SOURCE INFORMATION
★ ★ ★ ★

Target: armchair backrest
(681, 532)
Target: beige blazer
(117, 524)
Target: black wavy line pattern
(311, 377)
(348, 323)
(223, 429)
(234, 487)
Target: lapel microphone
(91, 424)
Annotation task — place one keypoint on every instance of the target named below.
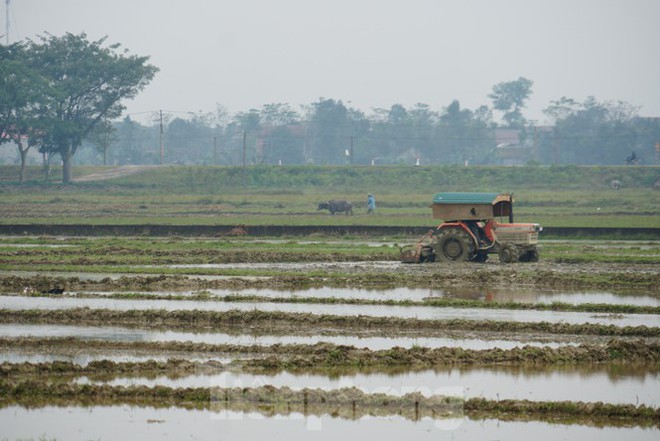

★ ★ ★ ★

TASK TO COMPLETE
Please write out the material from the line containing "Target: black wavy line pattern" to its final line, both inclusive, exactly as it appears; pictures are not part of the copy.

RESULT
Target: black wavy line pattern
(311, 377)
(348, 323)
(223, 429)
(234, 487)
Target: lapel microphone
(91, 424)
Annotation task — place one keypoint on every instance of the target named below.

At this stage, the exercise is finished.